■ **TASK**:
Print the line containing "Locate the street" and each line after it through the end, please, with nothing added.

** START OF MATERIAL FOR THIS TASK **

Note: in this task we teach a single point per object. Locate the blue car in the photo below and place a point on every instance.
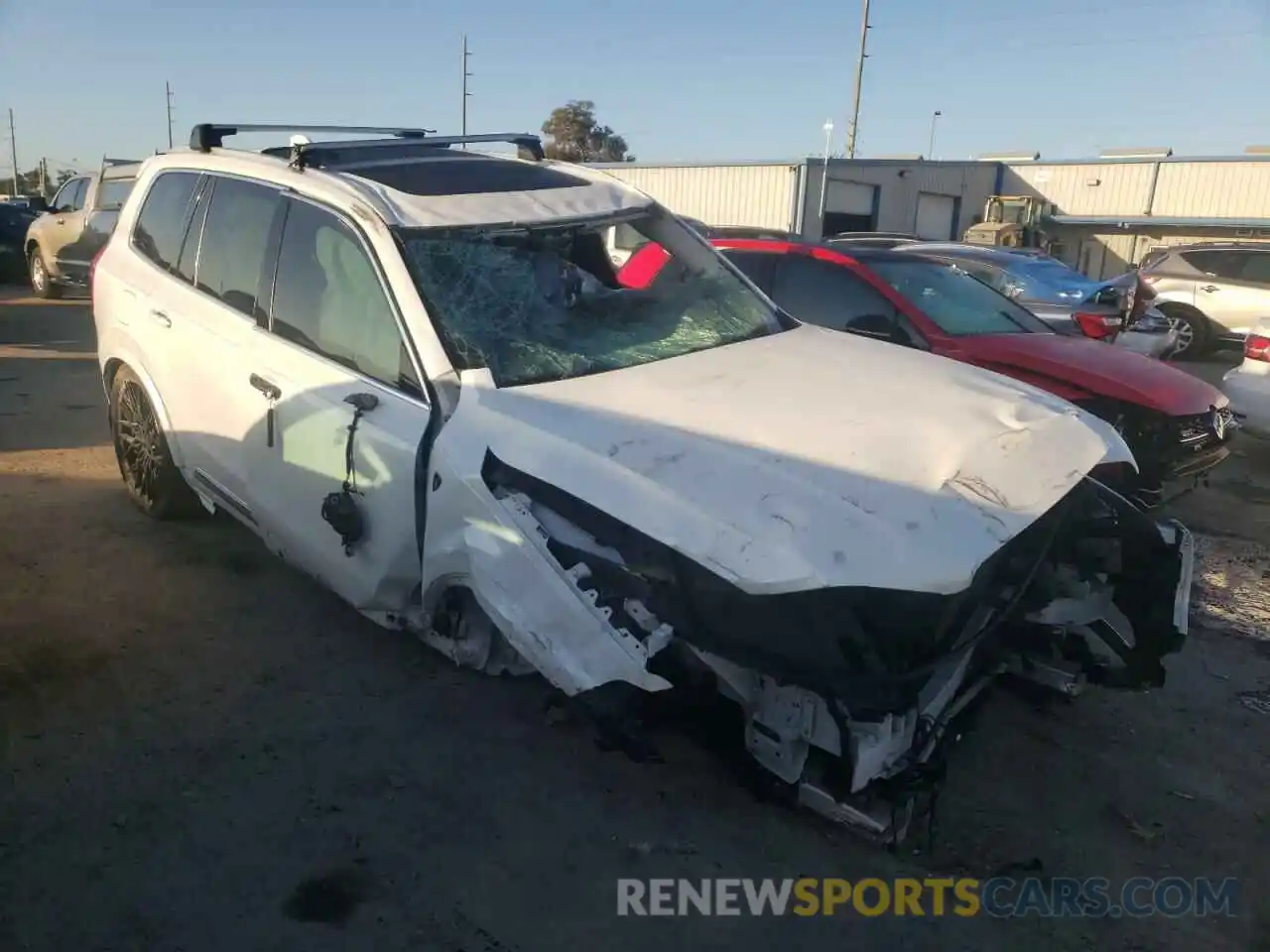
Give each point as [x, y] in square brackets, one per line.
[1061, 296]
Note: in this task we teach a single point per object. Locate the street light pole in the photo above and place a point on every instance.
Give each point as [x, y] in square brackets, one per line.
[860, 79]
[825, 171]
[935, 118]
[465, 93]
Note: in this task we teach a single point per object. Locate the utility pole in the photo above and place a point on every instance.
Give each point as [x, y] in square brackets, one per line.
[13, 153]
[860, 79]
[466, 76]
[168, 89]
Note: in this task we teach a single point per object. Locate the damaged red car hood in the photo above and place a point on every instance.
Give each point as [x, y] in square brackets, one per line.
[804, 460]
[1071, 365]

** END OF MATERIAL FOR THIS TASK **

■ **CORRECT RESPONSE**:
Note: in this task we teach a single point per object. Locate the street light pole in the photo above and place a point on every instance.
Give each point as [x, y] in square brackets, one per line.
[860, 79]
[825, 171]
[935, 118]
[465, 93]
Note: in this task we teach a single point per object. Locate the utility pole in the photo above and place a point on every instance.
Give each point as [x, y] in square brackets, one per line.
[13, 153]
[860, 79]
[466, 76]
[168, 89]
Note: in this task we teach a single point per object. Locate the damaged red car hood in the photo above and place a point on every instance.
Give each point as [x, y] in square brackets, one per line.
[804, 460]
[1071, 365]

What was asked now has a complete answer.